**TASK REQUIREMENTS**
Please copy every one of the records below word for word, keeping each line as it is.

**INPUT RECORDS**
##############################
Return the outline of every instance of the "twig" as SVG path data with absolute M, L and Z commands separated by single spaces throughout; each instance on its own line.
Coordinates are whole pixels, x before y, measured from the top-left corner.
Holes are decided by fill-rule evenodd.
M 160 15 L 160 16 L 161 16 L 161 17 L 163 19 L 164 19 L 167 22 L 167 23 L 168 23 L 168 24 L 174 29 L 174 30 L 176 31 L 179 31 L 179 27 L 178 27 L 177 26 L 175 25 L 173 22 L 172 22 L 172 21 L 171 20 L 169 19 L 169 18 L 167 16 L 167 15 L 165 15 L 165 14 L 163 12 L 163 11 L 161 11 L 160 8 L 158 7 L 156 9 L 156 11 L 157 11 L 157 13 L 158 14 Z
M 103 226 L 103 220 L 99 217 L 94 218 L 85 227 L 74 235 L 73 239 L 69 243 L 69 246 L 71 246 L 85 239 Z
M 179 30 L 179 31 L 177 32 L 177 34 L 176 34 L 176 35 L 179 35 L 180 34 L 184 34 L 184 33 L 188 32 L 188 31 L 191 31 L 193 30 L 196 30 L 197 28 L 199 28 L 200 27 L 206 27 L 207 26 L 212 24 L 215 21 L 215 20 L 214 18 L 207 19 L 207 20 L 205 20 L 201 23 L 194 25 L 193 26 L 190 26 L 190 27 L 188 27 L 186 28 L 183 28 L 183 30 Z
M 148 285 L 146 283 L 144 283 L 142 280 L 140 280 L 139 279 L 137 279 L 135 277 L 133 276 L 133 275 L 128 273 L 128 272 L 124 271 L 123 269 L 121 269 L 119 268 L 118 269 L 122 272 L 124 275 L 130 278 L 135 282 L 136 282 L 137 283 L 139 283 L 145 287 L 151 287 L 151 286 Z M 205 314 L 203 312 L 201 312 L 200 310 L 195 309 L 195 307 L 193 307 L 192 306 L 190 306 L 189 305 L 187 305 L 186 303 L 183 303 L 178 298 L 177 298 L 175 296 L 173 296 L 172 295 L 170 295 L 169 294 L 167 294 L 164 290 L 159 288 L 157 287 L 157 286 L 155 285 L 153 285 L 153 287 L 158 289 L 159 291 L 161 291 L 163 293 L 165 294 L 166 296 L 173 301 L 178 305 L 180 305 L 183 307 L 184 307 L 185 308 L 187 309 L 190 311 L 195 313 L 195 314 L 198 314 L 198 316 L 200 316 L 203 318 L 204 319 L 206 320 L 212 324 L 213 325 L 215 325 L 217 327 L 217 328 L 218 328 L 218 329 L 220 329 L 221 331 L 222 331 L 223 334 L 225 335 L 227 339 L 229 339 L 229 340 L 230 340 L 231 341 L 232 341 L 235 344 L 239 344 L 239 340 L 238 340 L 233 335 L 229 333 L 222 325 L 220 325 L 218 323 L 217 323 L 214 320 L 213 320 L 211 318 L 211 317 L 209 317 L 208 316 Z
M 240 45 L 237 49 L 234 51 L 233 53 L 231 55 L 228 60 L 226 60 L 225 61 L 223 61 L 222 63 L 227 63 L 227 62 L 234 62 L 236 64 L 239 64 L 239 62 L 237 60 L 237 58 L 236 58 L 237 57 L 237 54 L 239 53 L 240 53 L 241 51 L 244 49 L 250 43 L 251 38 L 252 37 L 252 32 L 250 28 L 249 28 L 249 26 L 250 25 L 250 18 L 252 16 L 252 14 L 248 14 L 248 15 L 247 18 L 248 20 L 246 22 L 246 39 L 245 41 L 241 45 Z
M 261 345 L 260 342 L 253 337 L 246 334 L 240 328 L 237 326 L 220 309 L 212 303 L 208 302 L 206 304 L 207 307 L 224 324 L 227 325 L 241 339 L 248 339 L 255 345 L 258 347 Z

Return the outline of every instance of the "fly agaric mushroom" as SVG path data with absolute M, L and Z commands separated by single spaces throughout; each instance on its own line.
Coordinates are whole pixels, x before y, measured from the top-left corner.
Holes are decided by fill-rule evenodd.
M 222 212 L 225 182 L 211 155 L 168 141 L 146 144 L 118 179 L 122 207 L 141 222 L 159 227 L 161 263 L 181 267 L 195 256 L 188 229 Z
##############################
**WORKED ANSWER**
Return the outline of every instance of the "twig" as SVG path data with absolute M, L and Z commands separated by single spaces throughout; each instance on its own line.
Coordinates are whole pixels, x before y, measured from the top-left corner.
Holes are decided by fill-rule evenodd.
M 160 15 L 160 16 L 161 16 L 161 17 L 163 19 L 164 19 L 167 22 L 167 23 L 168 23 L 168 24 L 174 29 L 174 30 L 176 31 L 179 31 L 179 27 L 178 27 L 177 26 L 175 25 L 173 22 L 172 22 L 172 21 L 171 20 L 169 19 L 169 18 L 167 16 L 167 15 L 165 15 L 165 14 L 163 12 L 163 11 L 161 11 L 160 8 L 158 7 L 156 9 L 156 11 L 157 11 L 157 13 L 158 14 Z
M 103 226 L 103 220 L 99 217 L 94 218 L 85 227 L 74 235 L 73 239 L 69 243 L 69 246 L 71 246 L 85 239 Z
M 179 30 L 179 31 L 177 32 L 177 34 L 176 34 L 176 35 L 179 35 L 180 34 L 184 34 L 184 33 L 188 32 L 188 31 L 191 31 L 193 30 L 196 30 L 197 28 L 199 28 L 200 27 L 206 27 L 207 26 L 212 24 L 215 21 L 215 20 L 214 18 L 207 19 L 207 20 L 205 20 L 201 23 L 194 25 L 193 26 L 190 26 L 190 27 L 188 27 L 186 28 L 183 28 L 183 30 Z
M 148 285 L 146 283 L 144 283 L 142 280 L 140 280 L 139 279 L 137 279 L 135 277 L 133 276 L 133 275 L 128 273 L 128 272 L 124 271 L 123 269 L 121 269 L 119 268 L 118 269 L 122 272 L 124 275 L 130 278 L 135 282 L 136 282 L 137 283 L 139 283 L 145 287 L 151 287 L 151 286 Z M 205 314 L 203 312 L 201 312 L 200 310 L 195 309 L 195 307 L 193 307 L 192 306 L 190 306 L 189 305 L 187 305 L 186 303 L 183 303 L 178 298 L 177 298 L 175 296 L 173 296 L 172 295 L 170 295 L 169 294 L 167 294 L 164 290 L 159 288 L 157 287 L 157 286 L 155 285 L 153 285 L 153 287 L 158 289 L 159 291 L 161 291 L 163 293 L 165 294 L 166 296 L 173 301 L 178 305 L 180 305 L 183 307 L 184 307 L 185 308 L 187 309 L 190 311 L 195 313 L 195 314 L 198 314 L 198 316 L 200 316 L 203 318 L 204 319 L 206 320 L 212 324 L 213 325 L 215 325 L 217 327 L 217 328 L 218 328 L 218 329 L 220 329 L 221 331 L 222 331 L 223 334 L 225 335 L 227 339 L 229 339 L 229 340 L 230 340 L 231 341 L 232 341 L 235 344 L 239 344 L 239 340 L 238 340 L 233 335 L 229 333 L 222 325 L 220 325 L 218 323 L 217 323 L 214 320 L 213 320 L 211 318 L 211 317 L 209 317 L 208 316 Z
M 240 45 L 237 49 L 234 51 L 233 53 L 231 55 L 228 60 L 226 60 L 225 61 L 223 61 L 222 63 L 227 63 L 227 62 L 234 62 L 236 64 L 239 64 L 239 62 L 237 60 L 237 58 L 236 58 L 237 57 L 237 54 L 239 53 L 240 53 L 241 51 L 244 49 L 250 43 L 251 38 L 252 37 L 252 32 L 250 28 L 249 28 L 249 26 L 250 25 L 250 18 L 252 16 L 252 14 L 248 14 L 248 15 L 247 18 L 248 20 L 246 22 L 246 39 L 245 41 L 241 45 Z
M 261 345 L 260 342 L 253 337 L 246 334 L 240 328 L 237 326 L 220 309 L 212 303 L 208 302 L 206 304 L 207 307 L 224 324 L 227 325 L 241 339 L 248 339 L 255 345 L 258 347 Z

Return the outline of every instance of the "fly agaric mushroom" as SVG path data with absolute M, L and Z commands separated by single spaces throughout; each instance on its own line.
Coordinates are whole pixels, x before y, measured from the top-left corner.
Holes are decided by fill-rule evenodd.
M 222 212 L 225 182 L 211 155 L 168 141 L 146 144 L 118 179 L 122 207 L 141 222 L 159 227 L 161 263 L 181 267 L 195 256 L 188 229 Z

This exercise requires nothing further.